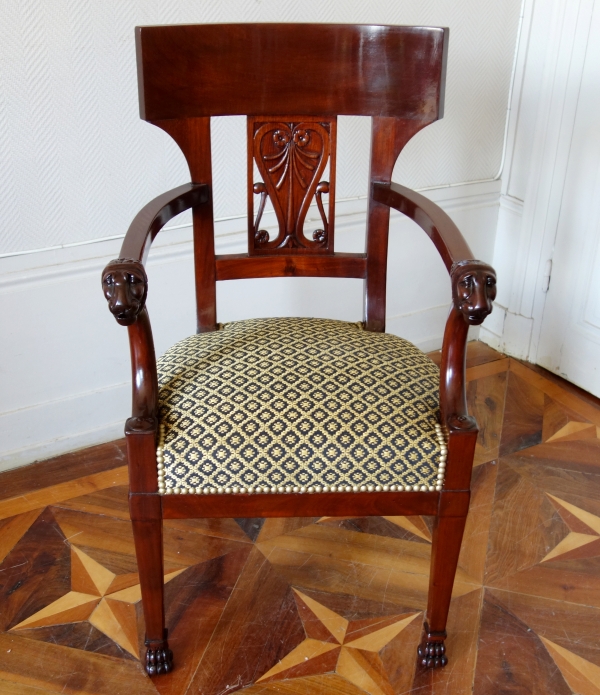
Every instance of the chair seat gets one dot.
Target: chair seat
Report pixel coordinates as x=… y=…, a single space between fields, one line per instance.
x=298 y=405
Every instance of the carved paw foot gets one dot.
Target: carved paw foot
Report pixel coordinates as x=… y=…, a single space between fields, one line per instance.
x=159 y=659
x=432 y=650
x=432 y=654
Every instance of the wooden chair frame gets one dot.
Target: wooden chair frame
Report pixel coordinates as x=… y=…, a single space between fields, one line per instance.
x=181 y=86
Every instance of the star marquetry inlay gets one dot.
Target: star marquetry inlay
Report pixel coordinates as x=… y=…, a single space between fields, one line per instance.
x=334 y=644
x=583 y=539
x=100 y=597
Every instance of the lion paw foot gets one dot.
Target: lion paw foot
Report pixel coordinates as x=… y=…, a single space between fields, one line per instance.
x=159 y=659
x=432 y=650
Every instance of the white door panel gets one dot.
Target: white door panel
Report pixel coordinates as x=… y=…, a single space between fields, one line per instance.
x=570 y=332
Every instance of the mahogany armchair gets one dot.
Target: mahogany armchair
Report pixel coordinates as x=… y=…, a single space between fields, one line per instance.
x=295 y=417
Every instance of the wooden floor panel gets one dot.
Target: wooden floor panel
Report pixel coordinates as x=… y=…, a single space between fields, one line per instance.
x=321 y=606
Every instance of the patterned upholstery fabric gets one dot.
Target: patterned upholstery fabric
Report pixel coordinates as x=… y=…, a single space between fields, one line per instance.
x=294 y=405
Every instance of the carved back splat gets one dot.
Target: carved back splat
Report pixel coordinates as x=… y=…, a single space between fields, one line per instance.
x=291 y=154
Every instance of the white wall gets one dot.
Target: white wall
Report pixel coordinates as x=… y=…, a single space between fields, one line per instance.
x=76 y=164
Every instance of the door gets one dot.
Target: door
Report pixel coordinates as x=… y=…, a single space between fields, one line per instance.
x=570 y=330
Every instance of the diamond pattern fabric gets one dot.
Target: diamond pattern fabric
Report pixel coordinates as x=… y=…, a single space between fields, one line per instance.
x=294 y=405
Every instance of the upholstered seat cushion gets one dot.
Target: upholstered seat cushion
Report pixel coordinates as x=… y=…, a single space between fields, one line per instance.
x=294 y=405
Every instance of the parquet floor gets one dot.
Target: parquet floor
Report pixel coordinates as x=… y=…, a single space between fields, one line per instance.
x=321 y=605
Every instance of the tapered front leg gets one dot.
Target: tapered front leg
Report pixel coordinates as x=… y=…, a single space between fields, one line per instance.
x=447 y=538
x=147 y=534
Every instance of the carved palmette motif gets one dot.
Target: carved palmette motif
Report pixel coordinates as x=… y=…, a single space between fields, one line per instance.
x=291 y=155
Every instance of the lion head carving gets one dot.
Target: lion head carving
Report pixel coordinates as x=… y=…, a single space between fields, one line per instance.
x=473 y=290
x=125 y=286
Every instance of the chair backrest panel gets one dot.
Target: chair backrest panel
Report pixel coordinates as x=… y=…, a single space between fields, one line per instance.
x=185 y=71
x=291 y=81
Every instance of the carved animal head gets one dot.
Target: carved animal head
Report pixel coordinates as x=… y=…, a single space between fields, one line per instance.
x=473 y=290
x=125 y=286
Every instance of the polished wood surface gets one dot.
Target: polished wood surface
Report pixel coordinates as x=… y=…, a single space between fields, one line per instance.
x=321 y=604
x=210 y=70
x=292 y=81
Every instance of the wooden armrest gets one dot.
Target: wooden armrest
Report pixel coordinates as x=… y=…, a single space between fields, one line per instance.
x=125 y=286
x=473 y=293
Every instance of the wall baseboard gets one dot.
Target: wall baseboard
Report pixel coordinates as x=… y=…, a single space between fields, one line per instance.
x=66 y=362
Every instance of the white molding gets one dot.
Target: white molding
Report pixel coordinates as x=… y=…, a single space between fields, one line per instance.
x=526 y=230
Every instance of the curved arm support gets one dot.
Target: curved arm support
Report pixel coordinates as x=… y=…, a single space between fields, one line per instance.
x=438 y=226
x=124 y=280
x=125 y=286
x=144 y=385
x=153 y=217
x=473 y=293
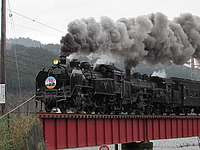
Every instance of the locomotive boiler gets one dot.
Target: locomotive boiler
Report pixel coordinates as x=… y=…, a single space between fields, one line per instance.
x=78 y=87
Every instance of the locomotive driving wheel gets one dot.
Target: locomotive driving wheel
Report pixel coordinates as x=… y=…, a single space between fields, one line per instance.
x=157 y=110
x=148 y=110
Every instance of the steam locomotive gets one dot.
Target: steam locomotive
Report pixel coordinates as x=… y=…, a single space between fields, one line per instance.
x=79 y=87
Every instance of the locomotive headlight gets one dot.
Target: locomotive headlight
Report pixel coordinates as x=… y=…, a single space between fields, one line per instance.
x=55 y=62
x=50 y=82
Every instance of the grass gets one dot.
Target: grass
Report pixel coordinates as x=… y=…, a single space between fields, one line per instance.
x=20 y=132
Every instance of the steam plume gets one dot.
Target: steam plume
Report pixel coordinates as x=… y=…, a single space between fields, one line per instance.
x=152 y=39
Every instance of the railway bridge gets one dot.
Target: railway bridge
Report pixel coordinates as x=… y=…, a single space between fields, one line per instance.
x=65 y=131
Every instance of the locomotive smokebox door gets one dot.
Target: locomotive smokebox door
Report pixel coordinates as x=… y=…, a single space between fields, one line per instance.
x=76 y=79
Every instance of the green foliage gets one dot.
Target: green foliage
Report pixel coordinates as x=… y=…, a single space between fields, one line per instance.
x=30 y=61
x=14 y=130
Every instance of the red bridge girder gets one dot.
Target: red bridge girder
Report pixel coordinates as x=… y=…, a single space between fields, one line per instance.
x=63 y=131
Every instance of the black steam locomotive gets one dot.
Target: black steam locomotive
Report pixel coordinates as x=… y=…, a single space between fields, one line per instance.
x=80 y=88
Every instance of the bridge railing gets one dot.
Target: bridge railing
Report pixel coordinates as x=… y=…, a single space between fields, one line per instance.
x=20 y=128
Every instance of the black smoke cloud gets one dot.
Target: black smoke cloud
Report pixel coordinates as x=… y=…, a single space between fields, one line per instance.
x=152 y=39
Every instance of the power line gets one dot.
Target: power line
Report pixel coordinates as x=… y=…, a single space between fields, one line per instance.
x=34 y=29
x=35 y=21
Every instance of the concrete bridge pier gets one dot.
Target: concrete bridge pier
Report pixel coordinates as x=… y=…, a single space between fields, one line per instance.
x=143 y=145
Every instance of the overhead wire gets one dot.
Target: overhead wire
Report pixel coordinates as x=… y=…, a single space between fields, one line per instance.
x=34 y=30
x=35 y=21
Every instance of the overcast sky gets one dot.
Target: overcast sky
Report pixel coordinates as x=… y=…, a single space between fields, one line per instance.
x=58 y=13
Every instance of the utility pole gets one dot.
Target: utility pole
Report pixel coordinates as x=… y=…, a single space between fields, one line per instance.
x=3 y=50
x=192 y=68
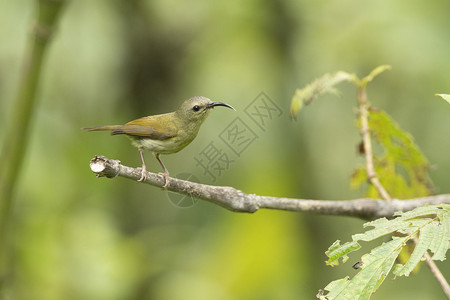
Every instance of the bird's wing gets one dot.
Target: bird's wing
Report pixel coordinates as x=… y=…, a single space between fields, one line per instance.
x=154 y=127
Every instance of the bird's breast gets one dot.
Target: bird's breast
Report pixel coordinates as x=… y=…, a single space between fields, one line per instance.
x=166 y=146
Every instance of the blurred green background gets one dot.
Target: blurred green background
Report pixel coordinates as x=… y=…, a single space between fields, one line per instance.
x=79 y=237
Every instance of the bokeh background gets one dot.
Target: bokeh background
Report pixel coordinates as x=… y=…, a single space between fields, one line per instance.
x=111 y=61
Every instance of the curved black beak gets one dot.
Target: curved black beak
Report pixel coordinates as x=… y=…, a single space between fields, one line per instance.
x=212 y=104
● ● ● ● ● ● ●
__Exercise goal__: Copy every line again in full, starting at the line that contains "Every instance of the black smoke" and ending at the line that contains "x=154 y=127", and add -33 to each x and y coordinate. Leave the pictures out.

__Worked answer__:
Every instance of the black smoke cloud gets one dot.
Target: black smoke cloud
Report pixel coordinates as x=… y=…, a single space between fields, one line per instance.
x=119 y=6
Every instance of the power line gets one dot.
Target: power line
Report pixel coordinates as x=… y=…, a single space between fields, one line per instance.
x=1 y=-4
x=2 y=-12
Every instance of the concrete bridge pier gets one dot.
Target: concrete bridge pier
Report pixel coordinates as x=… y=…, a single space between fields, one line per instance.
x=110 y=112
Every instance of the overhead wire gets one dot.
Target: overhead wire
Report pixel coordinates as x=… y=…, a single space between fields, one line per instance.
x=1 y=-3
x=2 y=-12
Every instance of the overcast sky gets one dot.
Target: overcast sky
Report pixel coordinates as x=… y=…, a single space between fields, one line per instance.
x=25 y=-20
Every instance of the utility pole gets one dot.
Target: utility pole
Report pixel coordinates as x=… y=…, a single space between fields, one line per instance.
x=-30 y=17
x=159 y=35
Every instance of the bird's wing gets one dot.
Target: bird's wing
Report pixel coordinates as x=… y=…, a single space between fields, one line per instance.
x=121 y=94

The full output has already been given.